Document passage:
☆ ☆ ☆ ☆ ☆ ☆ ☆

I have been snow bound and have arrived at the office and work bound.

In response to Van's original question as to the effect of signing a liability waiver, the general law in Massachusetts is that you can't contract away your tort liablity.

Most of you know what a tort is but the simple definitions is its a group of miscellaneous civil wrongs.

So if Sensei Jones or Sensei Smith have you sign a waiver of liability as to your entry into martial arts taught by them, their negligent conduct if any is owed in the circumstances, cannot be abrogated or abated, by the execution of a waiver, either in the contract or by separate document. Why? The short answer is that such conduct is against public policy.

I have not had time to do any research on specific examples, having been anxious to at least make this reply.

Van hints at their being a business purpose to the transaction which gives rise to the duty to protect or converseley not to be negligent in your operations.

He also alludes to it being easy to attribute a business purpose thereby conferring the duty.

☆ ☆ ☆ ☆ ☆ ☆ ☆

Problems to solve:
#1 According to the passage on liability waivers, why can a waiver not abrogate or abate an instructor's negligent conduct?
#2 Proceed with the passage on liability waivers, writing on from its final sentence.

☆ ☆ ☆ ☆ ☆ ☆ ☆

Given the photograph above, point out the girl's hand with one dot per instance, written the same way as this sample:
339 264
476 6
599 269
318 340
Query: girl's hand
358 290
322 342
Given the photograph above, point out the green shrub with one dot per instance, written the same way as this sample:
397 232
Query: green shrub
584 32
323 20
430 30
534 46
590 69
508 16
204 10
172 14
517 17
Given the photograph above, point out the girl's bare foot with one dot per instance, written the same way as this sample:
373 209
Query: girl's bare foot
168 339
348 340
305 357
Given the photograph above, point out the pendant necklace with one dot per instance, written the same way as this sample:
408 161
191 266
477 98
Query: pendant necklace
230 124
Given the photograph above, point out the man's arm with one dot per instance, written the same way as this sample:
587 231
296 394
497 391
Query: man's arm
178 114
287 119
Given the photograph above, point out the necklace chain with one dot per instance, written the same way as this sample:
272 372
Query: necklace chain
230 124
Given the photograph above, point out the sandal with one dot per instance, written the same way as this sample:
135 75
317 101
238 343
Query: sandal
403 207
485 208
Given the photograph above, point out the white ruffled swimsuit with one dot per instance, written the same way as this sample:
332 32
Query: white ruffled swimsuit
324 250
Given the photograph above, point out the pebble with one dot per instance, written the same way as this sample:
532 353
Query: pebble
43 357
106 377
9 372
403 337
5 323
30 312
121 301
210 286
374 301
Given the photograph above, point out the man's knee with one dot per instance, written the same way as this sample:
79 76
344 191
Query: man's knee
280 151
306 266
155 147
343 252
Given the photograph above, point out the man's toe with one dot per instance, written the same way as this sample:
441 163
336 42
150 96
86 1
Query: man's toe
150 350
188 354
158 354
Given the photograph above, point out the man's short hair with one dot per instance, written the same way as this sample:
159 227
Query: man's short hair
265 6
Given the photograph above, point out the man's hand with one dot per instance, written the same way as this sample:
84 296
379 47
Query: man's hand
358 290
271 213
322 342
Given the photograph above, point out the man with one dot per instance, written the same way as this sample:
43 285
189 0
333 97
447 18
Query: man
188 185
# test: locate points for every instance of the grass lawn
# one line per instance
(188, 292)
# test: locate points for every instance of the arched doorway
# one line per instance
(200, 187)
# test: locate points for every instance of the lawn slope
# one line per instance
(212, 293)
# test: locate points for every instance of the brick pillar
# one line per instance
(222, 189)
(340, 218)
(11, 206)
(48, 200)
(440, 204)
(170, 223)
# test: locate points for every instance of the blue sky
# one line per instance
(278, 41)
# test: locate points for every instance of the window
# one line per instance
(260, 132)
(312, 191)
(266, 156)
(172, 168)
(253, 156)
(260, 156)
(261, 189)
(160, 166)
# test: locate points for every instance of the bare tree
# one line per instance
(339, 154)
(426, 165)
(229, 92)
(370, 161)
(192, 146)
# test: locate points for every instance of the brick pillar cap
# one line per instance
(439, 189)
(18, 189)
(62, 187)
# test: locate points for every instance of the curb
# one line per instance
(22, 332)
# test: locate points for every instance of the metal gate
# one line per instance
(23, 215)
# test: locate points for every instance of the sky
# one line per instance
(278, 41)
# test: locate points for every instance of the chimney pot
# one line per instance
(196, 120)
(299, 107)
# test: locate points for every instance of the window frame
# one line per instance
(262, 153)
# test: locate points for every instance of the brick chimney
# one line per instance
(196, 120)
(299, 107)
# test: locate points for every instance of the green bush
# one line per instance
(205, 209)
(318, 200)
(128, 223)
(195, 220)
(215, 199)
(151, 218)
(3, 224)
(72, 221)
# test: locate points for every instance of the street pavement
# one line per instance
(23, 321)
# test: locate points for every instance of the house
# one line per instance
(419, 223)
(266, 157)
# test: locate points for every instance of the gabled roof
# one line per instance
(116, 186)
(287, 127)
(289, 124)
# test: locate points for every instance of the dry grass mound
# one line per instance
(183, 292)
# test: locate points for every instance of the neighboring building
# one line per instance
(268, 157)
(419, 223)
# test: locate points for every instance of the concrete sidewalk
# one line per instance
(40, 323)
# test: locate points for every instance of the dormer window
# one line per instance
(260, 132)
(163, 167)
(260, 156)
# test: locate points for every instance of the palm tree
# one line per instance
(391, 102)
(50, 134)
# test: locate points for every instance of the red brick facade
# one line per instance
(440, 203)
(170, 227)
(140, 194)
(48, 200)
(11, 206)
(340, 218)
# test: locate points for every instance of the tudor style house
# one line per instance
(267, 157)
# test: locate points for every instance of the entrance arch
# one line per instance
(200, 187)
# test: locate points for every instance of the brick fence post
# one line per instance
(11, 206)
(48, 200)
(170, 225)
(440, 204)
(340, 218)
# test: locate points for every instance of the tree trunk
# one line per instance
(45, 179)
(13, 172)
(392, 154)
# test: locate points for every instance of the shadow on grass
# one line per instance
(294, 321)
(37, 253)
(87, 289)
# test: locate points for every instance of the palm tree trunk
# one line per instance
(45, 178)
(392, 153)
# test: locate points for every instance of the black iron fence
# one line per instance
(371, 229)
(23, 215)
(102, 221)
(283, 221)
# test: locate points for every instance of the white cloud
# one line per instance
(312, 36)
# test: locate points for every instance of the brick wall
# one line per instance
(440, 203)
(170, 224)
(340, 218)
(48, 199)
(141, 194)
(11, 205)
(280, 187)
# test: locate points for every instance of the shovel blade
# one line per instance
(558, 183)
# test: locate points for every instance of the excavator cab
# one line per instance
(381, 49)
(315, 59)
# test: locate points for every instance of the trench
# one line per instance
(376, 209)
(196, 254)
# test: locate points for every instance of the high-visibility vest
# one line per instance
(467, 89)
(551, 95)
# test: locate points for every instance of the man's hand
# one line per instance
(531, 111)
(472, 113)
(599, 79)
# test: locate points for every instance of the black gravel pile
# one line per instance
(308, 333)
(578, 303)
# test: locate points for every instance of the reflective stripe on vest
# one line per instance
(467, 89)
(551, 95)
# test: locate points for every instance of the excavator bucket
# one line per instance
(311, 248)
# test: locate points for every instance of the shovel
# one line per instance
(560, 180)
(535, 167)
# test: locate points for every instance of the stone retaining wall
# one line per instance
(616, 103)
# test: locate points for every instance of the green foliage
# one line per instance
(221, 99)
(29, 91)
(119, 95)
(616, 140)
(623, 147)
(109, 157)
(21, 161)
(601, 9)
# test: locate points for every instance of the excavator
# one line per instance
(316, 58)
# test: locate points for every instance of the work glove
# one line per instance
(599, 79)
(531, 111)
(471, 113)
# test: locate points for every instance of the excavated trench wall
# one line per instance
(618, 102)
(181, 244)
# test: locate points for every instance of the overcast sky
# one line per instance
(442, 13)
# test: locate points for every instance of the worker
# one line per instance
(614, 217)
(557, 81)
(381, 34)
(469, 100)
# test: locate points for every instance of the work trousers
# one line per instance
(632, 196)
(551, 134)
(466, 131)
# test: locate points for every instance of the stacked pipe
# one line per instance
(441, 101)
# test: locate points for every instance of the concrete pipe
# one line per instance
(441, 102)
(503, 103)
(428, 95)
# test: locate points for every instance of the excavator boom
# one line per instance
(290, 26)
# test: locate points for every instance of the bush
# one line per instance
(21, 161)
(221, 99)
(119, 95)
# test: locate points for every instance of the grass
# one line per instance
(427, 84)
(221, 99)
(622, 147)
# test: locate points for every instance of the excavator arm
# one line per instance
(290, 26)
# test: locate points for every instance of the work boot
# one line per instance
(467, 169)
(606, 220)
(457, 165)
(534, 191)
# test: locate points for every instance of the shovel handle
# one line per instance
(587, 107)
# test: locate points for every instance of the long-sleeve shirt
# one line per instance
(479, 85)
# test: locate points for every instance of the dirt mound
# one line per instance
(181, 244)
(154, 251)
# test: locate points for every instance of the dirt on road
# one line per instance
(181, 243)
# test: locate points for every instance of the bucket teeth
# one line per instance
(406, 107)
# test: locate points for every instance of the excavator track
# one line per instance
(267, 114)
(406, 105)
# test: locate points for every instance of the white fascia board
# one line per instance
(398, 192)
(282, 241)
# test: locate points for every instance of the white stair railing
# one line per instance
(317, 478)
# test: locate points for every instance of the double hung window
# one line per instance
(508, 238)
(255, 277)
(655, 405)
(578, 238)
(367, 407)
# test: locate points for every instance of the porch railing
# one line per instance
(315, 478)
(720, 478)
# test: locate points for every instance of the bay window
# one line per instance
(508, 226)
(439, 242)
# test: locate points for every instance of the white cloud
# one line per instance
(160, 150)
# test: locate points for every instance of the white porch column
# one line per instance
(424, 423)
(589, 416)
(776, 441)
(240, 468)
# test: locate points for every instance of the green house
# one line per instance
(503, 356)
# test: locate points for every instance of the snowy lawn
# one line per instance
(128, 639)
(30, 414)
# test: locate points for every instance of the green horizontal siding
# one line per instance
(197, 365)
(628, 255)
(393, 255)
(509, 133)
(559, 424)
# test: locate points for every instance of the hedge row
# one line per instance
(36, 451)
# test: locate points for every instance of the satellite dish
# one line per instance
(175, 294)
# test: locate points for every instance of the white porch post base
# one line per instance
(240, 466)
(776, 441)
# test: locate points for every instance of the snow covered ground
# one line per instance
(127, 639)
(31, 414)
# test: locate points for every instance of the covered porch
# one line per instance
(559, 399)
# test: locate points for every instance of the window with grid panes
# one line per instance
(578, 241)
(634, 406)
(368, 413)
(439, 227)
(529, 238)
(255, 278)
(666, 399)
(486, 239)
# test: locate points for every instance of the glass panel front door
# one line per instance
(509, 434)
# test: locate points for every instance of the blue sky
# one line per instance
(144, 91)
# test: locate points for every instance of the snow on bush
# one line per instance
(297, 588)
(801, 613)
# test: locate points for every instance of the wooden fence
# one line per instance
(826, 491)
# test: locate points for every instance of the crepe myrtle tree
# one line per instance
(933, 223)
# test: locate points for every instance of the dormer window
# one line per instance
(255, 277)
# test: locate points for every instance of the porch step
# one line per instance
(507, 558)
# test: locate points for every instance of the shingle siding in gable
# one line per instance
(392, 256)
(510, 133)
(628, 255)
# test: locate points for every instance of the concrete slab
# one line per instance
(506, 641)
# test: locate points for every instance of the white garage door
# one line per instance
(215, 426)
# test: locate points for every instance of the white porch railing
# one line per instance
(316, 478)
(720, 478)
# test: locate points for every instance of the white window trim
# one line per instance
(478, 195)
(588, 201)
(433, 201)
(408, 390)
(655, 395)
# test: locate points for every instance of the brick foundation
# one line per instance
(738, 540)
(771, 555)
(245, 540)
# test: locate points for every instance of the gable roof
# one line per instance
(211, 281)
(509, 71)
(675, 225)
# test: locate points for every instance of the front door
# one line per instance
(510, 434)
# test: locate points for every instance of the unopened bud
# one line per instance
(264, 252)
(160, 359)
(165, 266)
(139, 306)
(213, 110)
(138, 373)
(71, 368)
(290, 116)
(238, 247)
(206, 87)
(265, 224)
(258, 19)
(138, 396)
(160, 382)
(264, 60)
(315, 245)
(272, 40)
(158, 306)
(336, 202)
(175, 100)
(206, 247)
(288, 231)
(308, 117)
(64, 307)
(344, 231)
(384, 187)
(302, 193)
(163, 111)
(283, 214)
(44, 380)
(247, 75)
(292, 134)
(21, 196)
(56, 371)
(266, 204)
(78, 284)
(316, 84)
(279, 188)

☆ ☆ ☆ ☆ ☆ ☆ ☆

Outputs for the tasks:
#1 Such conduct is against public policy.

#2
He is right on both counts.

A Blatant example might be Sensei X allowing children to spar in three different rings, with only one person supervising and that person not checking at least the minimum protective gear such as groin cups for boys and chest protectors for girls.

The scenario can go on and on, but the bottom line is that you can't contract away your liability and negligent conduct can be attributed even for minor lapses in supervision. In this educated group of MA's, you all know a plethora of situations in which an MA in teaching or supervisory capacity can be liable.

GEM constantly elaborates on this in his teaching and appearances.

There could be examples of where tournament fighters of high skill assume more risk, and the duty of the promoter might be not as liable as a MA instructor in his dojo in conducting classes.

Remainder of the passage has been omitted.